— BEGIN —

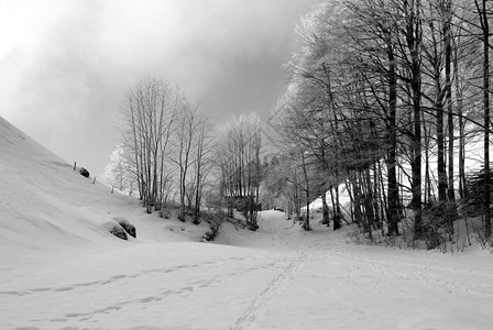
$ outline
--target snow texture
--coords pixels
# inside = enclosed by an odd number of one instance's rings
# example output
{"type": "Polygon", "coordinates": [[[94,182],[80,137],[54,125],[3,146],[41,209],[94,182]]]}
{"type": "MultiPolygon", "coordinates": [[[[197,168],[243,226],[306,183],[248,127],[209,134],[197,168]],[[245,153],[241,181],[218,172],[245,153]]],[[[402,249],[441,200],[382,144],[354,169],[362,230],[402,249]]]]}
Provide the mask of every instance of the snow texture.
{"type": "Polygon", "coordinates": [[[0,329],[493,329],[489,252],[347,244],[278,211],[201,243],[3,119],[0,151],[0,329]]]}

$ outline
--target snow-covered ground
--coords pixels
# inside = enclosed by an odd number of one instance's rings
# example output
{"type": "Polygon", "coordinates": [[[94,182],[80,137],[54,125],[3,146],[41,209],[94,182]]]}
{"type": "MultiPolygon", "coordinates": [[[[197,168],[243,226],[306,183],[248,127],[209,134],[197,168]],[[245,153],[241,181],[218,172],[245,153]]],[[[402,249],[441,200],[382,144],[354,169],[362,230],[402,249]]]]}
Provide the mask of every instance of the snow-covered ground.
{"type": "Polygon", "coordinates": [[[493,329],[493,255],[149,216],[0,119],[0,329],[493,329]],[[138,238],[105,223],[124,217],[138,238]]]}

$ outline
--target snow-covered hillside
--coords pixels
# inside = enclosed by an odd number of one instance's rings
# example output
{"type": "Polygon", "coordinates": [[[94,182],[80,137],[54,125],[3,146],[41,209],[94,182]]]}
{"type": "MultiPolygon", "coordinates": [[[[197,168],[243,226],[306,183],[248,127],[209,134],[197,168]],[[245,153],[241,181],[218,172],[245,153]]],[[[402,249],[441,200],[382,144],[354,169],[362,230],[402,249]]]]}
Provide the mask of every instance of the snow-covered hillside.
{"type": "Polygon", "coordinates": [[[278,211],[201,243],[206,226],[145,215],[2,119],[0,185],[0,329],[493,329],[486,251],[347,244],[278,211]]]}

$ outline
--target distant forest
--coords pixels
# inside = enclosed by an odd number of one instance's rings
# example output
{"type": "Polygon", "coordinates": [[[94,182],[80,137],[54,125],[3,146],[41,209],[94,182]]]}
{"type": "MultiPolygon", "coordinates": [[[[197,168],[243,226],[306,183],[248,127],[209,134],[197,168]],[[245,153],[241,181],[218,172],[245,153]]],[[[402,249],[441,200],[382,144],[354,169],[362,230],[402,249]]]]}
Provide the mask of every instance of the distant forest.
{"type": "Polygon", "coordinates": [[[269,122],[212,128],[178,88],[139,81],[107,177],[183,221],[238,209],[255,230],[258,210],[280,208],[309,230],[321,198],[335,230],[421,239],[481,217],[491,240],[492,14],[486,0],[326,0],[295,29],[269,122]]]}

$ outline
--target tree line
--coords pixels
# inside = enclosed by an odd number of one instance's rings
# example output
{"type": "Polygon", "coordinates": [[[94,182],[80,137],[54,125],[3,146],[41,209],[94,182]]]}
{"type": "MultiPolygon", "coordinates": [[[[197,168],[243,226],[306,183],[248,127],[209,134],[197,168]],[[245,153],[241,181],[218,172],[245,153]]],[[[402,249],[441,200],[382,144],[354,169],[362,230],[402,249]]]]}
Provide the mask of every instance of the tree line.
{"type": "Polygon", "coordinates": [[[164,79],[135,82],[120,109],[121,141],[107,180],[136,195],[145,211],[200,222],[212,209],[240,207],[255,230],[260,185],[260,119],[240,116],[212,128],[178,88],[164,79]]]}
{"type": "Polygon", "coordinates": [[[321,196],[324,221],[338,228],[344,187],[347,213],[369,235],[398,235],[412,218],[419,238],[429,209],[453,230],[459,201],[480,182],[491,237],[492,10],[486,0],[327,0],[302,19],[271,123],[282,157],[297,164],[305,221],[321,196]],[[472,139],[483,140],[480,180],[465,168],[472,139]]]}

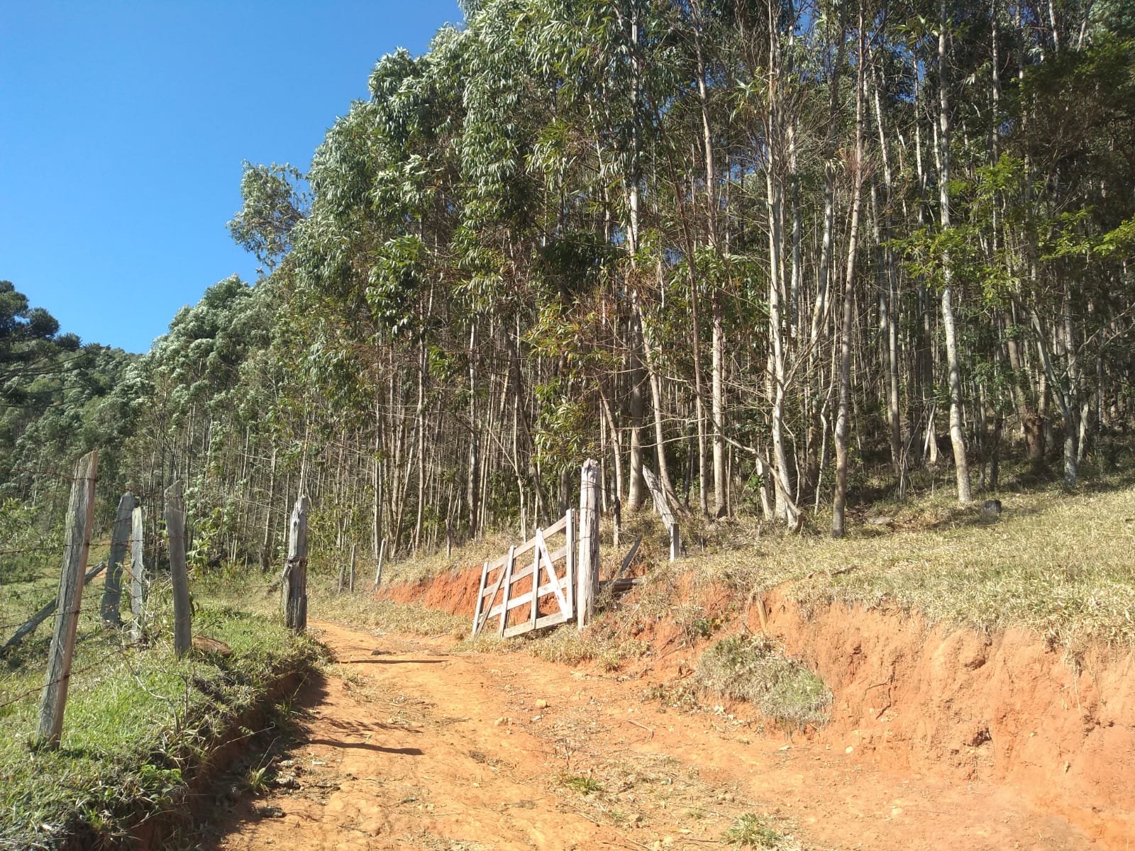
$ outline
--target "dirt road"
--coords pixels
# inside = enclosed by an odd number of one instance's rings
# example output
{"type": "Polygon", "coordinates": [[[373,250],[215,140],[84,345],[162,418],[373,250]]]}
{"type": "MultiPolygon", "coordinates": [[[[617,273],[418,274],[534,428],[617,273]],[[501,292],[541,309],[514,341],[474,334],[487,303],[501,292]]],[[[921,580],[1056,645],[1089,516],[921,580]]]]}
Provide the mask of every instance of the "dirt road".
{"type": "Polygon", "coordinates": [[[217,814],[212,851],[704,850],[737,846],[723,834],[743,814],[785,849],[1096,846],[1011,790],[885,773],[854,751],[679,713],[644,680],[313,631],[338,665],[301,693],[301,743],[276,789],[217,814]]]}

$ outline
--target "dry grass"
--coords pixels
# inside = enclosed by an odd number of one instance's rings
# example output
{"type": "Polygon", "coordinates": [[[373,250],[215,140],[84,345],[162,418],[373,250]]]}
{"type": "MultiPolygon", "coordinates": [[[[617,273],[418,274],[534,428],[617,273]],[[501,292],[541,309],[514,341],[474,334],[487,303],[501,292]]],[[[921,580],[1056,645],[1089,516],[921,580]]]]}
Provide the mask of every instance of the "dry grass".
{"type": "Polygon", "coordinates": [[[695,677],[706,691],[747,700],[788,727],[819,727],[831,715],[832,692],[824,681],[764,635],[730,635],[712,644],[695,677]]]}
{"type": "Polygon", "coordinates": [[[787,587],[806,612],[839,601],[986,631],[1023,626],[1073,651],[1135,646],[1135,488],[1001,500],[994,522],[947,496],[876,506],[869,516],[890,522],[860,516],[842,540],[718,522],[705,550],[650,572],[639,616],[673,616],[679,587],[686,606],[714,587],[741,605],[787,587]]]}

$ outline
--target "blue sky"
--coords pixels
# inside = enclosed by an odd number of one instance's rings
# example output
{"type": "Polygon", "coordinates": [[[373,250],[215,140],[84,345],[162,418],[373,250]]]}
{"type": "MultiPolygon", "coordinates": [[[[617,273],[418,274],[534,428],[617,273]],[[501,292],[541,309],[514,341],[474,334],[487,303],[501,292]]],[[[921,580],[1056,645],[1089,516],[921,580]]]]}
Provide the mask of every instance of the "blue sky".
{"type": "Polygon", "coordinates": [[[218,280],[241,162],[306,170],[384,53],[456,0],[0,0],[0,279],[85,343],[144,352],[218,280]]]}

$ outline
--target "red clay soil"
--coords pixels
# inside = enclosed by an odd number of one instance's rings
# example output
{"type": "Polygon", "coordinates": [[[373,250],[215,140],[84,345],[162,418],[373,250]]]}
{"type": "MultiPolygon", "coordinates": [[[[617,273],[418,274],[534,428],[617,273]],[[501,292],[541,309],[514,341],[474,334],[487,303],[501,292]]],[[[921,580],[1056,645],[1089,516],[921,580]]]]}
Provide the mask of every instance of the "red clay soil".
{"type": "MultiPolygon", "coordinates": [[[[480,570],[455,572],[385,596],[471,617],[479,581],[480,570]]],[[[724,612],[726,595],[717,596],[724,612]]],[[[1135,656],[1090,652],[1076,673],[1025,630],[986,635],[842,605],[805,617],[779,592],[766,612],[770,632],[834,692],[817,744],[857,765],[1007,785],[1103,846],[1135,842],[1135,656]]],[[[747,625],[759,629],[755,605],[747,625]]],[[[688,674],[701,649],[675,651],[666,624],[639,638],[658,651],[654,680],[688,674]]]]}
{"type": "MultiPolygon", "coordinates": [[[[1135,841],[1135,657],[1090,652],[1077,674],[1034,632],[986,635],[783,595],[770,631],[835,693],[821,741],[861,762],[1008,784],[1105,845],[1135,841]]],[[[750,629],[758,617],[750,613],[750,629]]]]}
{"type": "Polygon", "coordinates": [[[644,698],[642,681],[454,652],[452,639],[313,627],[339,667],[301,693],[306,716],[277,789],[215,812],[202,848],[733,848],[723,832],[746,812],[799,843],[784,848],[1102,846],[1004,786],[675,713],[644,698]]]}
{"type": "MultiPolygon", "coordinates": [[[[443,573],[419,582],[403,582],[378,591],[380,600],[393,603],[420,603],[428,608],[448,612],[451,615],[469,615],[473,618],[477,591],[481,587],[481,568],[469,567],[443,573]]],[[[523,593],[516,584],[516,593],[523,593]]]]}

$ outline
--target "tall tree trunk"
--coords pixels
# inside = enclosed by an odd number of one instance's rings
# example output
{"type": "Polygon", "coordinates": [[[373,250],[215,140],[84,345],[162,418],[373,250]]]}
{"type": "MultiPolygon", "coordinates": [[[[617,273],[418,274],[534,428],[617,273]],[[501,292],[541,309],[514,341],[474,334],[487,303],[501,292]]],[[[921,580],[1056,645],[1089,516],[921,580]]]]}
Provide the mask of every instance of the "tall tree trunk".
{"type": "Polygon", "coordinates": [[[863,6],[859,7],[859,61],[856,64],[855,188],[851,193],[851,228],[843,279],[843,318],[840,334],[840,407],[835,420],[835,497],[832,504],[832,537],[842,538],[848,483],[848,426],[851,415],[851,319],[855,304],[855,261],[859,243],[859,208],[863,199],[863,6]]]}
{"type": "MultiPolygon", "coordinates": [[[[938,104],[939,146],[941,174],[938,178],[939,205],[942,231],[950,229],[950,111],[947,74],[947,15],[945,0],[939,0],[940,26],[938,33],[938,104]]],[[[961,431],[961,365],[958,357],[958,331],[953,317],[952,269],[950,252],[942,252],[942,329],[945,332],[945,364],[950,380],[950,443],[953,446],[953,467],[958,478],[958,502],[965,505],[973,498],[969,492],[969,462],[966,460],[966,438],[961,431]]]]}

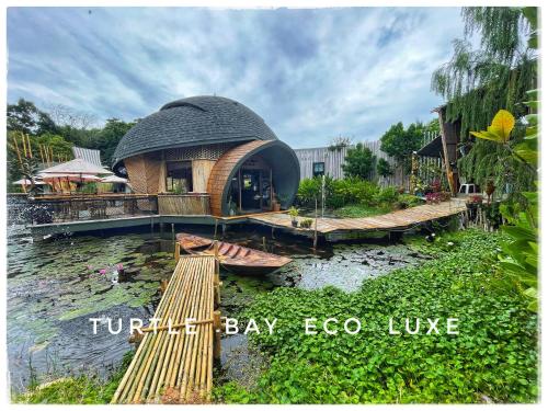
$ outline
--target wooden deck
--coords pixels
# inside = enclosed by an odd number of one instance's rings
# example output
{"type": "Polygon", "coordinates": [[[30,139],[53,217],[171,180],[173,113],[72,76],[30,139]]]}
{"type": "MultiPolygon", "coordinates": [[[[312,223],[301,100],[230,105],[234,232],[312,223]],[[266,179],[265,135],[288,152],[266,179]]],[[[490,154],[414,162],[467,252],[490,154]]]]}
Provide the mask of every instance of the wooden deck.
{"type": "MultiPolygon", "coordinates": [[[[411,228],[422,222],[437,220],[449,217],[466,210],[466,203],[459,199],[452,199],[439,204],[421,205],[389,214],[363,218],[318,218],[318,235],[329,237],[333,235],[343,236],[344,232],[367,232],[367,231],[397,231],[411,228]]],[[[299,221],[305,217],[297,217],[299,221]]],[[[311,236],[315,231],[312,227],[295,228],[292,226],[292,217],[287,214],[264,214],[254,215],[249,218],[250,222],[290,230],[295,233],[311,236]]]]}
{"type": "Polygon", "coordinates": [[[179,259],[155,313],[160,319],[157,331],[151,327],[144,329],[142,341],[111,403],[209,400],[213,359],[220,350],[220,333],[215,332],[220,327],[219,312],[215,311],[218,287],[218,263],[214,255],[179,259]],[[185,328],[185,323],[193,328],[185,328]]]}

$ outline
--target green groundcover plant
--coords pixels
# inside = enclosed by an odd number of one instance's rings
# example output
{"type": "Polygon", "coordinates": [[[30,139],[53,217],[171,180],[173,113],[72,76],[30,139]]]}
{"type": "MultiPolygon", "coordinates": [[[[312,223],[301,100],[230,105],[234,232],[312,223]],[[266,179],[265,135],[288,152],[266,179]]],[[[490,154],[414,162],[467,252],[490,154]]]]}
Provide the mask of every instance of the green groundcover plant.
{"type": "MultiPolygon", "coordinates": [[[[537,316],[501,270],[510,239],[475,230],[414,247],[435,258],[365,281],[355,293],[277,288],[248,318],[277,318],[272,335],[252,335],[270,354],[254,388],[217,387],[224,402],[448,403],[534,402],[537,316]],[[304,318],[359,318],[350,335],[306,335],[304,318]],[[390,335],[389,318],[457,318],[458,335],[390,335]]],[[[319,327],[321,330],[321,326],[319,327]]]]}

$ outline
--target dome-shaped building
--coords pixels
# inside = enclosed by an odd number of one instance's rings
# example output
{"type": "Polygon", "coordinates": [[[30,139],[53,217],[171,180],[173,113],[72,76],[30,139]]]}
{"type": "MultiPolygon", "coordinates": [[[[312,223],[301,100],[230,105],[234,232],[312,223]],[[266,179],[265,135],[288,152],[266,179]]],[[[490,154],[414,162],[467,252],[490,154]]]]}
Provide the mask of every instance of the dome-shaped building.
{"type": "Polygon", "coordinates": [[[160,214],[227,216],[287,207],[299,184],[293,149],[246,105],[220,96],[165,104],[121,139],[113,168],[160,214]]]}

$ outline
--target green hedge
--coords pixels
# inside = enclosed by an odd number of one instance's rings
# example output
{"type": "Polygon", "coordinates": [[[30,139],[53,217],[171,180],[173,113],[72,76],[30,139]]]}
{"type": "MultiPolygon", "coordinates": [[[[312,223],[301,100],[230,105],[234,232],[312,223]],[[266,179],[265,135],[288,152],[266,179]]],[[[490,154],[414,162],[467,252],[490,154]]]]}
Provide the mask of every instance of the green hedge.
{"type": "MultiPolygon", "coordinates": [[[[358,178],[342,180],[326,178],[326,206],[329,208],[341,208],[356,204],[368,207],[387,204],[395,206],[398,202],[401,202],[401,207],[399,208],[415,205],[411,204],[413,202],[409,201],[409,196],[401,197],[401,199],[400,197],[398,189],[393,186],[383,189],[378,184],[358,178]]],[[[315,198],[318,198],[319,202],[321,201],[321,178],[302,180],[297,192],[299,205],[313,207],[315,198]]]]}
{"type": "MultiPolygon", "coordinates": [[[[218,400],[269,403],[469,403],[537,400],[537,316],[495,255],[501,236],[466,231],[421,251],[434,259],[365,281],[356,293],[276,288],[248,318],[277,318],[252,335],[271,364],[256,388],[229,384],[218,400]],[[304,318],[356,317],[355,335],[304,333],[304,318]],[[458,318],[458,335],[390,335],[395,318],[458,318]]],[[[321,323],[319,329],[321,330],[321,323]]],[[[443,330],[443,328],[441,328],[443,330]]]]}

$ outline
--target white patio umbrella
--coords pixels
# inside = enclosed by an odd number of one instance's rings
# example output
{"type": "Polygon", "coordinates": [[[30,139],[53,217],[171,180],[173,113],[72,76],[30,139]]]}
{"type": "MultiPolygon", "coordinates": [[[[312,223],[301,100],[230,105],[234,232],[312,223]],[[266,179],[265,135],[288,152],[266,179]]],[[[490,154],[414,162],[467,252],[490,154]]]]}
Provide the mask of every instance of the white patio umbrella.
{"type": "MultiPolygon", "coordinates": [[[[12,184],[31,185],[31,180],[21,179],[21,180],[14,181],[12,184]]],[[[46,183],[41,181],[41,180],[34,180],[34,185],[46,185],[46,183]]]]}
{"type": "Polygon", "coordinates": [[[109,175],[101,179],[102,183],[118,183],[118,184],[127,184],[127,179],[117,175],[109,175]]]}
{"type": "Polygon", "coordinates": [[[111,175],[114,174],[112,171],[106,170],[102,167],[95,165],[83,159],[73,159],[61,164],[50,167],[48,169],[42,170],[41,174],[95,174],[95,175],[111,175]]]}
{"type": "Polygon", "coordinates": [[[67,180],[75,182],[99,182],[101,178],[93,174],[70,174],[70,173],[48,173],[48,174],[39,174],[43,181],[52,181],[52,180],[67,180]]]}

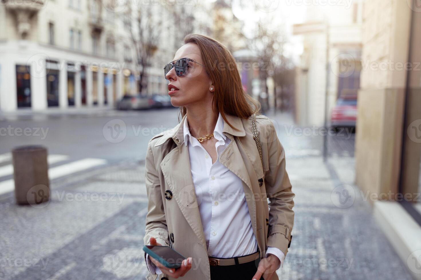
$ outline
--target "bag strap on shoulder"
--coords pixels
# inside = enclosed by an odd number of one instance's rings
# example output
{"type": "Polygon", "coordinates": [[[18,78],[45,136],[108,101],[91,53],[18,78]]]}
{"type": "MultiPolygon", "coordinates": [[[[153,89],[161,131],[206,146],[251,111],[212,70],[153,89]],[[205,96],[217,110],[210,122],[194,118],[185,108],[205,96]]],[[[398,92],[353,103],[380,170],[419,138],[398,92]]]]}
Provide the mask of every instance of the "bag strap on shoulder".
{"type": "Polygon", "coordinates": [[[253,139],[256,142],[257,150],[259,151],[259,155],[260,156],[260,161],[262,164],[262,168],[263,168],[263,157],[262,156],[262,148],[260,145],[260,139],[259,139],[259,131],[257,130],[257,125],[256,124],[256,114],[251,115],[251,128],[253,131],[253,139]]]}

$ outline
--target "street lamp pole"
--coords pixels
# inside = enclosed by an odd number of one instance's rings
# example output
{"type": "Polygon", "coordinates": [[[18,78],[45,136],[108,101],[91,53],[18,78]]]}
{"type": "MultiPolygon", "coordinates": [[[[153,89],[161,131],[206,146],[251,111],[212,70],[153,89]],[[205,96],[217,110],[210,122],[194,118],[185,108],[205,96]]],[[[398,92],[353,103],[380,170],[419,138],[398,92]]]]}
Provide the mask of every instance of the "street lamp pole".
{"type": "Polygon", "coordinates": [[[329,61],[329,25],[328,20],[326,20],[326,86],[325,94],[325,128],[326,133],[323,138],[323,160],[326,162],[328,160],[328,112],[329,97],[329,70],[330,63],[329,61]]]}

— END —

Copy out every line in the rows above that contains the string "snow". Case counts, so a line matches only if its letters agree in case.

Final answer:
--target snow texture
Provide the mask of every instance of the snow texture.
--target snow-covered ground
Provide the mask of every instance of the snow-covered ground.
--target snow-covered hillside
Provide the mask of every instance of the snow-covered hillside.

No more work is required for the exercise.